__Data in this exercise__
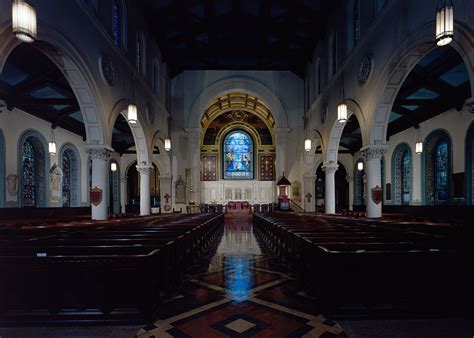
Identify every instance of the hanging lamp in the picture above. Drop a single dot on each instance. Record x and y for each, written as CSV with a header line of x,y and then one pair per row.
x,y
307,144
52,143
342,107
132,111
419,142
444,22
24,21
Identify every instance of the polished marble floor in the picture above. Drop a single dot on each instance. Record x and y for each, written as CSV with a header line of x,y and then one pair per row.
x,y
238,291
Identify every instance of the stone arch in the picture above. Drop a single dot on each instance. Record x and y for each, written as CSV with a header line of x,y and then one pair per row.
x,y
399,67
469,151
330,152
398,176
2,170
64,54
42,179
138,132
428,162
162,160
237,84
76,201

__What you should do__
Rewrite all the entries above as a two-column CSV with the header instruction,reply, giving one row to each text that has an answer beneath it, the text in the instruction field and its answer in the reply field. Wrap every field in quotation marks, change its line breaks to spaces, and leave out the pictures.

__Reply__
instruction,reply
"Identify every instance of the hanging lamp in the picture above. Drop a single dot on each instance. Record x and y for each, written as CSV with a header line of x,y and then one pair per row.","x,y 307,144 52,143 342,107 132,111 419,142 444,22 24,21"
"Identify every instance of the polished marble floor in the picture above. Drop a single dot on each instance. Record x and y for each, written as CSV with a header line of x,y and then one pair per row.","x,y 238,291"
"Identify every instance of the stone arch in the picture above. Drop a single dot on each instance. Record x and y for each, written as CSV with a header line of x,y and then one pair per row.","x,y 399,67 469,151 330,152 398,176 2,170 64,54 42,179 138,132 428,162 162,160 237,84 76,201"